→ **SUPPLIED MATERIAL**
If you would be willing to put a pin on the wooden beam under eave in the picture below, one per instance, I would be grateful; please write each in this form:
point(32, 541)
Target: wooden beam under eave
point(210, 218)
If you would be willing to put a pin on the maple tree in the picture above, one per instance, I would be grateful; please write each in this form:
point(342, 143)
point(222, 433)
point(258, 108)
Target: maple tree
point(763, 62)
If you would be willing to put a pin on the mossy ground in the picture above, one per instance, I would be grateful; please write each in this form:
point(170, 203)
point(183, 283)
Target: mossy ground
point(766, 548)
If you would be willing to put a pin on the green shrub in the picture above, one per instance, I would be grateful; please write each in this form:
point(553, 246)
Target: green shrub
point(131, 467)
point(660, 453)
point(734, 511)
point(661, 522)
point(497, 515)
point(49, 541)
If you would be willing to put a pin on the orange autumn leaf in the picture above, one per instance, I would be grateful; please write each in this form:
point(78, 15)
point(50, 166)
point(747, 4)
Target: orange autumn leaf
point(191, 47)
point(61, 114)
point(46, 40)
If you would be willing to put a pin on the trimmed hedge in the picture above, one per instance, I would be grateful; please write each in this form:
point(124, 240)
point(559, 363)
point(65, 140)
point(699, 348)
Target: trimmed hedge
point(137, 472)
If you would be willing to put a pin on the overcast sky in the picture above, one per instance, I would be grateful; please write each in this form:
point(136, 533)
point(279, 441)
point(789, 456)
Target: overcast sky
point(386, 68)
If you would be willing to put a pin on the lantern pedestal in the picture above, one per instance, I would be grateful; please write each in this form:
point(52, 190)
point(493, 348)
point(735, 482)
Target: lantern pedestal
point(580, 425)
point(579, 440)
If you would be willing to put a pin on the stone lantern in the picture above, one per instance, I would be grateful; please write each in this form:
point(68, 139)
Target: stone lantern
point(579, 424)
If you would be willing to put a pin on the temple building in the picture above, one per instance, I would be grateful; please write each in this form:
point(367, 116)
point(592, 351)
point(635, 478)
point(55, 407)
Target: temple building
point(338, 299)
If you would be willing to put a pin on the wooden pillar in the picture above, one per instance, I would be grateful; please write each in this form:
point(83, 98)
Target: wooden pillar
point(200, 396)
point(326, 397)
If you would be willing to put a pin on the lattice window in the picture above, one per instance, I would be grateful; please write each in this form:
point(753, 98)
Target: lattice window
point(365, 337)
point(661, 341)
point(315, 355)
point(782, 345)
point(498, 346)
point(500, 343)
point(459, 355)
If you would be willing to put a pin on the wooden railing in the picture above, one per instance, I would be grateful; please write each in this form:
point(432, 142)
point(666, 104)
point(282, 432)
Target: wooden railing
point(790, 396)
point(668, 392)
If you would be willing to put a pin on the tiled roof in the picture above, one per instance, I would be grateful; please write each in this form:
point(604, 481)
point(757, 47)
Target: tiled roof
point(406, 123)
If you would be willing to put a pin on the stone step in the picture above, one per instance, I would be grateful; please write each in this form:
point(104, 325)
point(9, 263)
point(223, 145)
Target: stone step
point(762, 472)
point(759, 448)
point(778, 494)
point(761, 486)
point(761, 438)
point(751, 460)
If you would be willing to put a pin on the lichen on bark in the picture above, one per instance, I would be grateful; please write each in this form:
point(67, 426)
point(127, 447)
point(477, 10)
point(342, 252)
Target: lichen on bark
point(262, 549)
* * *
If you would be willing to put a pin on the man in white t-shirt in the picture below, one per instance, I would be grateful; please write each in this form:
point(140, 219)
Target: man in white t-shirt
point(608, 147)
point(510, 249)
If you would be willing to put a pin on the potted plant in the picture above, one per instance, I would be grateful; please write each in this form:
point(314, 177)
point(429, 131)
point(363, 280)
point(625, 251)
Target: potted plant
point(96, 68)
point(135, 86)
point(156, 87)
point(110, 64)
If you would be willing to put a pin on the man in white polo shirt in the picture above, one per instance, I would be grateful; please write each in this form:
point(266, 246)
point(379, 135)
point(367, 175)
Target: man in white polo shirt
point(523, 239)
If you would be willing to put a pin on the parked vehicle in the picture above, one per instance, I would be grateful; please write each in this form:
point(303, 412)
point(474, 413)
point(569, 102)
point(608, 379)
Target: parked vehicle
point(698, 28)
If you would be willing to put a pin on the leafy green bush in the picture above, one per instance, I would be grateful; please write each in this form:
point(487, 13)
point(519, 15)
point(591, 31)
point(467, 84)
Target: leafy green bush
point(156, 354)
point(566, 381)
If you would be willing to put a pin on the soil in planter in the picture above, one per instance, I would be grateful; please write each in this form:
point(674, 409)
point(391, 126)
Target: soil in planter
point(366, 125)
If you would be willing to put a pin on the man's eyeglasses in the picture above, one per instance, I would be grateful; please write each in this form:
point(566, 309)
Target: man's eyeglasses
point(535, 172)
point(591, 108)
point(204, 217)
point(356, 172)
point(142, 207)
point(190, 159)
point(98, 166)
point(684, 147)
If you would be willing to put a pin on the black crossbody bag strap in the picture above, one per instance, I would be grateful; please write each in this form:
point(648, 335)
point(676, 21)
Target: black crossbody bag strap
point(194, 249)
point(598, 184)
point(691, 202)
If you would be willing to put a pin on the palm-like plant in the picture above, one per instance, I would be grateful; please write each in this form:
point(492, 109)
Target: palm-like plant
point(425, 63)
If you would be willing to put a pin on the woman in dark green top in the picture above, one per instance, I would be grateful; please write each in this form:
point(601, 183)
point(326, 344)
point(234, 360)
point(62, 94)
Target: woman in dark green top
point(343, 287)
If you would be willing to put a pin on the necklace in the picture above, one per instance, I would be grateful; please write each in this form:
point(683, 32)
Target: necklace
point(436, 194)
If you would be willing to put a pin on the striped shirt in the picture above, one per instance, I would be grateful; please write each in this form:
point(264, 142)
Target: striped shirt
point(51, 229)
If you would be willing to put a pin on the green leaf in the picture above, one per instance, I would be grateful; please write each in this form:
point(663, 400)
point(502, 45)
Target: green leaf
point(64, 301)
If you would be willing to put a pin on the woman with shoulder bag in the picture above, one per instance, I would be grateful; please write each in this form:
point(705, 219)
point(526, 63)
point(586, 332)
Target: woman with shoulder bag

→ **ABOUT THIS EXERCISE**
Using the entries above, give back exactly the line containing "the wooden beam", the line containing "point(789, 456)", and every line between them, and nothing else.

→ **COMPLETED TASK**
If you would be willing to put a pin on the wooden beam under eave in the picture below, one per instance, I would be grateful; please write each in this form:
point(32, 541)
Target: wooden beam under eave
point(210, 218)
If you would be willing to put a pin on the maple tree in the picture above, one per instance, I would be grateful; please write each in this form:
point(342, 143)
point(222, 433)
point(258, 108)
Target: maple tree
point(763, 62)
If you would be willing to put a pin on the mossy ground in the picture above, one per instance, I would be grateful; please write each in this form:
point(170, 203)
point(183, 283)
Target: mossy ground
point(766, 548)
If you would be willing to put a pin on the green shrub in the picture above, one per instance, I would be grateful; please write each in this form:
point(553, 246)
Target: green shrub
point(131, 467)
point(660, 453)
point(734, 511)
point(661, 522)
point(497, 515)
point(49, 541)
If you would be willing to put a pin on the orange autumn leaf in the picture above, one per instance, I would be grateful; please write each in this form:
point(78, 15)
point(50, 166)
point(747, 4)
Target: orange autumn leaf
point(191, 47)
point(61, 114)
point(46, 40)
If you would be willing to put a pin on the trimmed hedge in the picture above, one per instance, I would be grateful; please write each in this form:
point(124, 240)
point(559, 363)
point(65, 140)
point(699, 348)
Target: trimmed hedge
point(137, 472)
If you would be willing to put a pin on the overcast sky in the picture above, one per instance, I would be grateful; please write each in this form:
point(136, 533)
point(279, 441)
point(789, 456)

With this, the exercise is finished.